>> Begin DATA SUPPLIED

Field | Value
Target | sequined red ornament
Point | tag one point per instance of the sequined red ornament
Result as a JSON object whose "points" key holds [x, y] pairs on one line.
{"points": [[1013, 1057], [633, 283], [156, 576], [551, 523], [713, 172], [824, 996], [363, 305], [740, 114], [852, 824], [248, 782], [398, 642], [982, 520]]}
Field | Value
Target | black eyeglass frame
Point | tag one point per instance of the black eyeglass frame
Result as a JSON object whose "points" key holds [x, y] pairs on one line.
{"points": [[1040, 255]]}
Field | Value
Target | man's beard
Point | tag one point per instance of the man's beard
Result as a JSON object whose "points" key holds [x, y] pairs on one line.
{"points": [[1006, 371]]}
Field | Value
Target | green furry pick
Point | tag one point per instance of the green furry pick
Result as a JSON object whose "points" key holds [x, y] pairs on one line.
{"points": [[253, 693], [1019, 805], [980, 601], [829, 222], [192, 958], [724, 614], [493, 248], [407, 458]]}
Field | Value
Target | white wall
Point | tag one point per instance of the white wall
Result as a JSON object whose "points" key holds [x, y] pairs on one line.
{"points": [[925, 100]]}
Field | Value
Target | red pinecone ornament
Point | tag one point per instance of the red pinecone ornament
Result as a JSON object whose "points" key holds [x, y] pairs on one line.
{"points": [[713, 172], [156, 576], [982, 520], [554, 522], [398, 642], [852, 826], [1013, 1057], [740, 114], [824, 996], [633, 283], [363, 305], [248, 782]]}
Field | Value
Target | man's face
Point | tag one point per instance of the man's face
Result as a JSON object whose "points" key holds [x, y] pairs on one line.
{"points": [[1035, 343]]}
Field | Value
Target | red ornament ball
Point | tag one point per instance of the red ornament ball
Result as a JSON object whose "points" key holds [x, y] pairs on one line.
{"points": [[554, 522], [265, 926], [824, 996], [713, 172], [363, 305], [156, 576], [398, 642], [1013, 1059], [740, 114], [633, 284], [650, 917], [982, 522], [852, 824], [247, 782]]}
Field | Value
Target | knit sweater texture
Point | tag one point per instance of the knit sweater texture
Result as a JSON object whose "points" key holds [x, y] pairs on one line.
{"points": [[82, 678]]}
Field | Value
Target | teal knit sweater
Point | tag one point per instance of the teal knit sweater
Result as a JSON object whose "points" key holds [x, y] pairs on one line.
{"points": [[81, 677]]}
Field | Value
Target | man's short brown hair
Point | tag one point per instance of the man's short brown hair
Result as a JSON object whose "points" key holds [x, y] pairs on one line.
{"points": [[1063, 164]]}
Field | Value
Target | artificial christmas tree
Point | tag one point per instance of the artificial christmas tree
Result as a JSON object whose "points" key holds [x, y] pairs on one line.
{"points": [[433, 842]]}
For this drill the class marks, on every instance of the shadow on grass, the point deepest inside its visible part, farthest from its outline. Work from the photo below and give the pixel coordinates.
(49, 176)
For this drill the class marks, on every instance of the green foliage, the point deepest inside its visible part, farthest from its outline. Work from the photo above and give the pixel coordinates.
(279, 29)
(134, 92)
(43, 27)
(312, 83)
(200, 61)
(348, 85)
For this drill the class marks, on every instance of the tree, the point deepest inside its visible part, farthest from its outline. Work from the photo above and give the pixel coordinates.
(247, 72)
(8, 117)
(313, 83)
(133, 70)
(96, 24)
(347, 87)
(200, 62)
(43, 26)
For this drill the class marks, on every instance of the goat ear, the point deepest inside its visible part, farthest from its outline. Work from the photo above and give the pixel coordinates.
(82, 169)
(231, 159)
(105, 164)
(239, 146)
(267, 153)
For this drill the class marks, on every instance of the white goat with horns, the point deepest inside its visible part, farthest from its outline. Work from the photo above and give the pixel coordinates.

>> End DATA SUPPLIED

▸ TASK TO CARRY OUT: Recast the lines as a Markdown table with the columns Row and Line, starting with the line that contains "green foliage, the" and going on through the final line. Number each row and omit blank lines.

▸ RESPONSE:
| Row | Line |
|---|---|
| 1 | For this drill the class marks, on every instance of the green foliage, the point deepest inside its visible part, farthest from its outline. Work from the photo above and give the pixel coordinates. |
| 2 | (279, 29) |
| 3 | (134, 92) |
| 4 | (43, 27) |
| 5 | (312, 83) |
| 6 | (200, 61) |
| 7 | (348, 85) |
| 8 | For this drill the class marks, on every instance of the tree, the point deepest inside its visible part, farthest from its outline. Work from the photo above and give the pixel coordinates. |
| 9 | (247, 72) |
| 10 | (8, 117) |
| 11 | (313, 83) |
| 12 | (133, 70) |
| 13 | (96, 24) |
| 14 | (347, 87) |
| 15 | (200, 62) |
| 16 | (43, 26) |
| 17 | For this drill the class marks, on every instance of the goat ear, the point deepest inside its visible part, farthest from its outline. Work from the photo above and give the pixel coordinates. |
| 18 | (82, 169) |
| 19 | (231, 159) |
| 20 | (105, 164) |
| 21 | (239, 146) |
| 22 | (267, 153) |
| 23 | For this drill the class marks, on every instance of the white goat with horns, the point deepest inside its visible part, farthest from its outline. Work from the photo above and give the pixel coordinates. |